═══ THE INPUT
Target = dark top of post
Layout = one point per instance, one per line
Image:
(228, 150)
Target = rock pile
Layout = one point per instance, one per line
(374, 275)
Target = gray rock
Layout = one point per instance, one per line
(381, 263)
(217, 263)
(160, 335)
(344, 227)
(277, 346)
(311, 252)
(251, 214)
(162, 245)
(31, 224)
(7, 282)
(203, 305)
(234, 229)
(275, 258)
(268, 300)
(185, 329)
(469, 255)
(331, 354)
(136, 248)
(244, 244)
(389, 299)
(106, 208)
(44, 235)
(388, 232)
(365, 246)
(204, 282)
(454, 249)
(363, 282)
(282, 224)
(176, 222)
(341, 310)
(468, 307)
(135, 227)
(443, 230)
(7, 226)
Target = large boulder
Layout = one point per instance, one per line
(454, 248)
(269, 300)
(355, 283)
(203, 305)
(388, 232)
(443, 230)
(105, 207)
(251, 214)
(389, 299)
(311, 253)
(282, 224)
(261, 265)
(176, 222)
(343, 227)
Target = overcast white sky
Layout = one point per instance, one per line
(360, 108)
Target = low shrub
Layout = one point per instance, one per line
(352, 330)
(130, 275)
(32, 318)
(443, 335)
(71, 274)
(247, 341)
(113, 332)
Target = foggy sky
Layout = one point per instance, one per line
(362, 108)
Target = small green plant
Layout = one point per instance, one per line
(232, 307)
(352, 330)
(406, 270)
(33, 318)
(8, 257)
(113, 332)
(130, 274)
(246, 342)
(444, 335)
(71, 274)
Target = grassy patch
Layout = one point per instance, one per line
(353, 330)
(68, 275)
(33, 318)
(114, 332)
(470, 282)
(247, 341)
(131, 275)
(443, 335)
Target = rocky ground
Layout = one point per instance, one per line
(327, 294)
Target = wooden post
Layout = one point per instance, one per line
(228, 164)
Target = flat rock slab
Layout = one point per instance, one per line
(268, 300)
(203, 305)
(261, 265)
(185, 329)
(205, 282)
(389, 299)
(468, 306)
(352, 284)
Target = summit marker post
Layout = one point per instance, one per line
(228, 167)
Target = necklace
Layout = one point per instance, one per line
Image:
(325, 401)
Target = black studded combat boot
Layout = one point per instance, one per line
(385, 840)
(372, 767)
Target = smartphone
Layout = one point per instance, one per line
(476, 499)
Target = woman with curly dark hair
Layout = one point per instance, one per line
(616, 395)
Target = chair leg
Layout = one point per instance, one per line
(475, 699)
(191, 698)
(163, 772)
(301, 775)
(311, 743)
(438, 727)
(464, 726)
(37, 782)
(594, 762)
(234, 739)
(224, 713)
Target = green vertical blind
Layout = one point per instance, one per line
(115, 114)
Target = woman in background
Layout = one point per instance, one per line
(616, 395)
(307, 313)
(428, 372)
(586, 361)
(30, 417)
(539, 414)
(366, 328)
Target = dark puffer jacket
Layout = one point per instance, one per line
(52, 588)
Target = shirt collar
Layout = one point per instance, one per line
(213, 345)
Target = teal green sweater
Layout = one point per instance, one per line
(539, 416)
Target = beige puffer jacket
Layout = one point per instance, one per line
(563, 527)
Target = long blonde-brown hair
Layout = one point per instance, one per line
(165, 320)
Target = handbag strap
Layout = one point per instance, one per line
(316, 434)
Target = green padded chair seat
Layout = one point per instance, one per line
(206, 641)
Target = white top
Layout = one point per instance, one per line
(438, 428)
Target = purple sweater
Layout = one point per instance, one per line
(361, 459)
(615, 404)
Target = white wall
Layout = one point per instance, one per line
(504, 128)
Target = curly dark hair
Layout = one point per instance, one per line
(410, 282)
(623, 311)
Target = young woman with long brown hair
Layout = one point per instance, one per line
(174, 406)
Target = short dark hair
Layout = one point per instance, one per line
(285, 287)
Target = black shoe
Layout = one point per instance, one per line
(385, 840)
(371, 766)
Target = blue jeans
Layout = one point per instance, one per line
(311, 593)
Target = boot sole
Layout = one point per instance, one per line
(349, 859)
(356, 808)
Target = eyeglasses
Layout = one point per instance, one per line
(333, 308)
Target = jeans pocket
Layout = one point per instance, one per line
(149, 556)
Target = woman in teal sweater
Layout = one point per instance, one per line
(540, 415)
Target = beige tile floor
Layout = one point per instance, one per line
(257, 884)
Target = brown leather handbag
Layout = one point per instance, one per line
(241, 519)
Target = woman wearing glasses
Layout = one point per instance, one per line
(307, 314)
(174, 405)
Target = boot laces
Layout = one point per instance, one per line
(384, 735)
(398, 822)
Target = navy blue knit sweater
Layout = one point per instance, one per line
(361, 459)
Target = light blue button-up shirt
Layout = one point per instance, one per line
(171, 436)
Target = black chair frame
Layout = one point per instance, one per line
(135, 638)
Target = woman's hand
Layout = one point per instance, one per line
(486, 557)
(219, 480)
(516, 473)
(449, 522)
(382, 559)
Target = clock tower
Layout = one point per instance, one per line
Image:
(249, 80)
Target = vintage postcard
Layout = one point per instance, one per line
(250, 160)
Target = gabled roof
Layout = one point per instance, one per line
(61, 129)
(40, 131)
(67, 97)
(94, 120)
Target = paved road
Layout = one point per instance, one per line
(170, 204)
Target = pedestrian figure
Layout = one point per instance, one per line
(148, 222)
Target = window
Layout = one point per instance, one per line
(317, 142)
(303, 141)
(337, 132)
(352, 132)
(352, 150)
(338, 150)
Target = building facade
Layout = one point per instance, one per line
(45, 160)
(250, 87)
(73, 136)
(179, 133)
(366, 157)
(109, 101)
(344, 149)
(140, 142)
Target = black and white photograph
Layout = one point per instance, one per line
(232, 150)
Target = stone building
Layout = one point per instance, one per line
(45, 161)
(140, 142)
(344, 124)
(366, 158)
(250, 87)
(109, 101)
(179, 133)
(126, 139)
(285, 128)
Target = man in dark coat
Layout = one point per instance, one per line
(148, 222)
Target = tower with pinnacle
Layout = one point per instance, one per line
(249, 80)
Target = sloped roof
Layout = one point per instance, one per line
══════
▶ **TASK STATEMENT**:
Could you reproduce every record above exactly as it appears?

▶ **REPLY**:
Target = dark top of post
Layout = one point per instance, one per line
Image:
(228, 150)
Target = rock pile
Layout = one point per instance, one per line
(374, 275)
Target = gray rock
Layout = one point per instance, one per line
(381, 263)
(217, 263)
(160, 335)
(344, 227)
(277, 346)
(311, 252)
(251, 214)
(162, 245)
(31, 224)
(7, 282)
(203, 305)
(234, 229)
(275, 258)
(268, 300)
(185, 329)
(469, 255)
(331, 354)
(136, 248)
(244, 244)
(389, 299)
(106, 208)
(44, 235)
(388, 232)
(365, 246)
(204, 282)
(454, 249)
(363, 282)
(282, 224)
(176, 222)
(341, 310)
(468, 307)
(135, 227)
(443, 230)
(7, 226)
Target = large boulder
Layout = one point per instance, one per line
(454, 248)
(269, 300)
(355, 283)
(203, 305)
(388, 232)
(443, 230)
(105, 207)
(251, 214)
(389, 299)
(311, 253)
(282, 224)
(261, 265)
(176, 222)
(343, 227)
Target = overcast white sky
Layout = one point per instance, one per line
(360, 108)
Target = low shrub
Layout = one point per instance, one per line
(352, 330)
(130, 275)
(32, 318)
(443, 335)
(71, 274)
(247, 341)
(113, 332)
Target = foggy sky
Layout = one point per instance, one per line
(362, 108)
Target = small green plant
Layout = one point per instance, one per line
(232, 307)
(352, 330)
(406, 270)
(33, 318)
(8, 257)
(113, 332)
(130, 274)
(246, 342)
(444, 335)
(71, 274)
Target = grassy patch
Layout = one point per instance, one per line
(353, 330)
(68, 275)
(33, 318)
(114, 332)
(470, 282)
(247, 341)
(131, 275)
(443, 335)
Target = rocky ground
Layout = one point per instance, one per line
(327, 294)
Target = wooden post
Layout = one point per instance, one per line
(228, 164)
Target = flat rock slab
Layout = one point per instance, one per line
(268, 300)
(203, 305)
(261, 265)
(185, 329)
(205, 282)
(389, 299)
(468, 306)
(352, 284)
Target = summit marker post
Layout = one point per instance, one per line
(228, 167)
Target = necklace
Layout = one point per instance, one per line
Image:
(325, 401)
Target = black studded combat boot
Layout = one point per instance, one per line
(385, 840)
(372, 767)
Target = smartphone
Layout = one point per instance, one per line
(476, 499)
Target = woman with curly dark hair
Layout = one point per instance, one per line
(616, 395)
Target = chair leg
Layout = one point per instance, one per line
(475, 699)
(191, 698)
(163, 772)
(301, 775)
(311, 743)
(438, 727)
(464, 726)
(37, 782)
(594, 762)
(234, 739)
(224, 713)
Target = green vertical blind
Layout = one point per instance, one per line
(115, 114)
Target = woman in background
Layout = one point per instance, one per line
(616, 395)
(307, 313)
(428, 372)
(586, 361)
(30, 417)
(539, 414)
(366, 328)
Target = dark puffer jacket
Layout = one point per instance, one per line
(52, 588)
Target = shirt collar
Layout = one point per instance, one per line
(213, 345)
Target = teal green sweater
Layout = one point per instance, one per line
(539, 416)
Target = beige puffer jacket
Layout = one point per instance, one per line
(563, 527)
Target = long blonde-brown hair
Layout = one point per instance, one per line
(165, 320)
Target = handbag strap
Layout = one point per instance, one per line
(316, 434)
Target = green padded chair seat
Layout = one point per instance, one per line
(206, 641)
Target = white top
Layout = one point per instance, one per line
(438, 428)
Target = purple sweater
Layout = one point per instance, one per line
(361, 459)
(615, 404)
Target = white wall
Layout = one point per instance, one per line
(504, 128)
Target = curly dark hair
Layout = one point per instance, one per line
(410, 282)
(623, 311)
Target = young woman with long brown hair
Layout = one point per instance, one per line
(174, 406)
Target = short dark hair
Layout = one point per instance, one per line
(285, 287)
Target = black shoe
Layout = one point per instance, one per line
(385, 840)
(371, 766)
Target = blue jeans
Layout = one point per instance, one per line
(311, 593)
Target = boot sole
Layout = one point per instance, one per line
(349, 859)
(356, 808)
Target = eyeglasses
Layout = one point per instance, one per line
(333, 308)
Target = jeans pocket
Layout = one point per instance, one per line
(149, 556)
Target = woman in teal sweater
Layout = one point per instance, one per line
(540, 415)
Target = beige tile floor
Layout = one point per instance, one per line
(257, 884)
Target = brown leather handbag
Layout = one point per instance, one per line
(241, 519)
Target = woman wearing glasses
Layout = one point per instance, one per line
(307, 314)
(174, 405)
Target = boot laces
Layout = one point per instance, one per line
(384, 735)
(398, 822)
Target = navy blue knit sweater
Layout = one point per instance, one per line
(361, 459)
Target = light blue button-up shirt
Layout = one point per instance, one per line
(171, 436)
Target = black chair frame
Layout = one point per instance, one per line
(135, 638)
Target = woman's hand
Layout = one point per instance, one per line
(486, 557)
(219, 480)
(516, 473)
(449, 522)
(382, 559)
Target = clock tower
Layout = one point per instance, one per line
Image:
(249, 80)
Target = vintage postcard
Layout = one point per instance, one per line
(250, 160)
Target = gabled roof
Layout = one point per instance, one per line
(61, 129)
(40, 131)
(67, 97)
(94, 120)
Target = paved road
Layout = one point per instance, one per line
(170, 204)
Target = pedestrian figure
Layout = one point per instance, one per line
(148, 222)
Target = window
Layout = one point per instance, one per line
(317, 142)
(303, 141)
(337, 132)
(352, 132)
(352, 150)
(338, 150)
Target = building facade
Layout = one point per instance, one per line
(45, 160)
(250, 87)
(73, 136)
(179, 133)
(366, 157)
(109, 101)
(344, 149)
(140, 142)
Target = black and white photograph
Layout = one point per instance, one per line
(232, 150)
Target = stone building
Layout = one point per instance, one per line
(45, 161)
(140, 142)
(344, 124)
(366, 158)
(250, 87)
(109, 101)
(179, 133)
(126, 139)
(285, 128)
Target = man in dark coat
Layout = one point per instance, one per line
(148, 222)
Target = tower with pinnacle
Layout = one point per instance, one per line
(249, 80)
Target = sloped roof
Layout = one point per instance, one per line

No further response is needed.